Provided passage:
---------------

= Willis J. King =

American bishop (1886–1976)

Willis Jefferson King (October 1, 1886 – 1976) was an African-American Methodist bishop, college professor and author. He was a professor at Gammon Theological Seminary.

==Education and career==
King attended Wiley College, Boston University School of Theology, and Harvard University, and received his Ph.D. in sociology from Boston University in 1921. He was selected as the black students' representative at the World's Student and Christian Federation in Peking, China, and as a Fellow of the Julius Rosenwald Fund for Research at Oxford University. He served as Professor of Old Testament Literature at Gammon Theological Seminary (1918–1930), president of Samuel Huston College (1930–1932), and president of Gammon Theological Seminary (1932–1944).

---------------

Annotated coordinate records

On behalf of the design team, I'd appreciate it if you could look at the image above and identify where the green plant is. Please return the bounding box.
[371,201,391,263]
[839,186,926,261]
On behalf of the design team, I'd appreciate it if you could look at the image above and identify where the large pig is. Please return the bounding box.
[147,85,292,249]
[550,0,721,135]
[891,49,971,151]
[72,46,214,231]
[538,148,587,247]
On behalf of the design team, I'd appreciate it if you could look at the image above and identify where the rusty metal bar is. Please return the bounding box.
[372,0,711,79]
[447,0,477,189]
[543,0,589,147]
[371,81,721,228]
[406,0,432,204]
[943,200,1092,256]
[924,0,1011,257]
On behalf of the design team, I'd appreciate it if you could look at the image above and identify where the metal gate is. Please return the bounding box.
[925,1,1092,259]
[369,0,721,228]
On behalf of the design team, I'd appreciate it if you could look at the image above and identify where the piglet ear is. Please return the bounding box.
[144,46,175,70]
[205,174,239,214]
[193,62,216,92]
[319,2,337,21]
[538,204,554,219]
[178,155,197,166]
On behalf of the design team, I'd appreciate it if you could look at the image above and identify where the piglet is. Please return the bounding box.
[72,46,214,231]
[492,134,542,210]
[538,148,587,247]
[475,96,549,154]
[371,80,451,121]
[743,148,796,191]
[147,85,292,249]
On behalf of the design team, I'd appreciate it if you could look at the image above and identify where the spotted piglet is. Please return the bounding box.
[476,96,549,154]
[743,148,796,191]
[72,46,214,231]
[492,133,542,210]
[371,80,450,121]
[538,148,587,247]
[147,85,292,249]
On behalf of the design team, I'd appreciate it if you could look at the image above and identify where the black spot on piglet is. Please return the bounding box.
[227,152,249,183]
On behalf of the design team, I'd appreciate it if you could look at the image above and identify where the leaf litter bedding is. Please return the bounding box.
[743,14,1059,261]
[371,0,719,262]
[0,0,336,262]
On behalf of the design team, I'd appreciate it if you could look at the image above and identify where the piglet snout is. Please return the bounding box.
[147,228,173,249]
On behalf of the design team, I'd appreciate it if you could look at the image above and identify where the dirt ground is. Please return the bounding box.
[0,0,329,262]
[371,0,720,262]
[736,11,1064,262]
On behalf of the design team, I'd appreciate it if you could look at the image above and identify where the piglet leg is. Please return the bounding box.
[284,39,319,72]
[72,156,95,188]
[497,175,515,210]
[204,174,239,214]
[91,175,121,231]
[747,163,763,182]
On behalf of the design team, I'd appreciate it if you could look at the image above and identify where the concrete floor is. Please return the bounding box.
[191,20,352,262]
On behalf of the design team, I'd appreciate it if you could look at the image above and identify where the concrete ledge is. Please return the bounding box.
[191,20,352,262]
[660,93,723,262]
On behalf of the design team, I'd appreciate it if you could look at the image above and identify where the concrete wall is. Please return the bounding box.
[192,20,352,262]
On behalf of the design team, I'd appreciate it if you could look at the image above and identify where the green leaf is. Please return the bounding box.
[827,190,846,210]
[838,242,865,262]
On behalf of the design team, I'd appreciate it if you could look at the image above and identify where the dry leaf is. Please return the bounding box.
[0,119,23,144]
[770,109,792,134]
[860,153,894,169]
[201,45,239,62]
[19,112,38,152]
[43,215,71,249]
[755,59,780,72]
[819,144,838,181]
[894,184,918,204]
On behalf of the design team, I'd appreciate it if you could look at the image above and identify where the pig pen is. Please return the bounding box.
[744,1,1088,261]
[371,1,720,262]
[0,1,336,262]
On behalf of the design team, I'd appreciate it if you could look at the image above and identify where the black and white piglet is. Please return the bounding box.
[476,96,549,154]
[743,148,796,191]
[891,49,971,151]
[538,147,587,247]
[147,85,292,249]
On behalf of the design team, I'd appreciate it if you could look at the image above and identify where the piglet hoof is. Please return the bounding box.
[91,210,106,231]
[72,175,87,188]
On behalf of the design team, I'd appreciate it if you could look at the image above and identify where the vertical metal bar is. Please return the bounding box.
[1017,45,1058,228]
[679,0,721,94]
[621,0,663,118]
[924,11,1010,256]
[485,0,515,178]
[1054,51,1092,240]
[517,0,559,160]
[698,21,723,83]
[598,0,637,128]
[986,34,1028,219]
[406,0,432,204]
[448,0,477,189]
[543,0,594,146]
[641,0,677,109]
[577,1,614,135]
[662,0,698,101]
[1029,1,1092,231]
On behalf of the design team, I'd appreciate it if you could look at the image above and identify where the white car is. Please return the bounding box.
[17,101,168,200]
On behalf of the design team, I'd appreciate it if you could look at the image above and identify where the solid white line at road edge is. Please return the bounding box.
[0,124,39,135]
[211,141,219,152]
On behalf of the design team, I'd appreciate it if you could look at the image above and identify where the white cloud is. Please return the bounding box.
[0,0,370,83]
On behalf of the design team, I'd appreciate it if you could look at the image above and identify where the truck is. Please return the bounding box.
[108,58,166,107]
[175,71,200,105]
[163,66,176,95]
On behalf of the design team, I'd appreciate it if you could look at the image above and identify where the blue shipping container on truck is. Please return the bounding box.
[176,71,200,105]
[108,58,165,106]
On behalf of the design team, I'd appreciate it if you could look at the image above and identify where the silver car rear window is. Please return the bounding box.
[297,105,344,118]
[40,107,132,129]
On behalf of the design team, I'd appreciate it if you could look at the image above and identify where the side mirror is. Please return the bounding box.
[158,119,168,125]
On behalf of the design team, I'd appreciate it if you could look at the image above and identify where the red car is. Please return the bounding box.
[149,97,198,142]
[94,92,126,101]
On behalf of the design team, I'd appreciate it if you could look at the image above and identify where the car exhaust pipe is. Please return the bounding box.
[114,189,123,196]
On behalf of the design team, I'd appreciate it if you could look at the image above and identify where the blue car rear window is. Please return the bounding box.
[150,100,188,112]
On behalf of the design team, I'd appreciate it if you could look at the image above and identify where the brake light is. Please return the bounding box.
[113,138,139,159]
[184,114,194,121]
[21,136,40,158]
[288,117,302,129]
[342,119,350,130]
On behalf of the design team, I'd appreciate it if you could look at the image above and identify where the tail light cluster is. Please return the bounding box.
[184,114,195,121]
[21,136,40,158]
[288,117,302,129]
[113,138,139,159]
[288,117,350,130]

---------------

Your goal: Carry on the biographical article on Willis J. King from the point at which it stops, in the same encyclopedic register.

Output:
King served as a deacon in the Texas Conference of the Methodist Episcopal Church in 1908. He became an elder in 1913 and held pastorates in Texas (Greenville, St. Paul, Galveston, and Houston) and in Boston, Massachusetts. The Central Jurisdiction of the Methodist Church elected him bishop in 1944. Bishop King presided over the Liberia Conference (1944–1956) and the New Orleans Area (1956–1960), including two conferences in Texas, two in Mississippi, and one in Louisiana.

King retired in 1960 to New Orleans, where he spent his time in writing and speaking. He died in 1976.

==Honors and awards==
King received honorary degrees from Boston University and the University of Liberia. The administration building at Wiley College is named after him. Other awards and recognitions include the Order Star of African Redemption and the Knight Commander Order of Pioneers (Liberia). In 1975 he was honored as the oldest living United Methodist bishop.

==Partial bibliography==

===Author===
- The Negro in American Life (1926)
- Christian Bases of World Order (1943)
- History of the Methodist Church Mission in Liberia (1951)

===Contributor===
- Personalism in Theology (1943)
- History of American Methodism (1964)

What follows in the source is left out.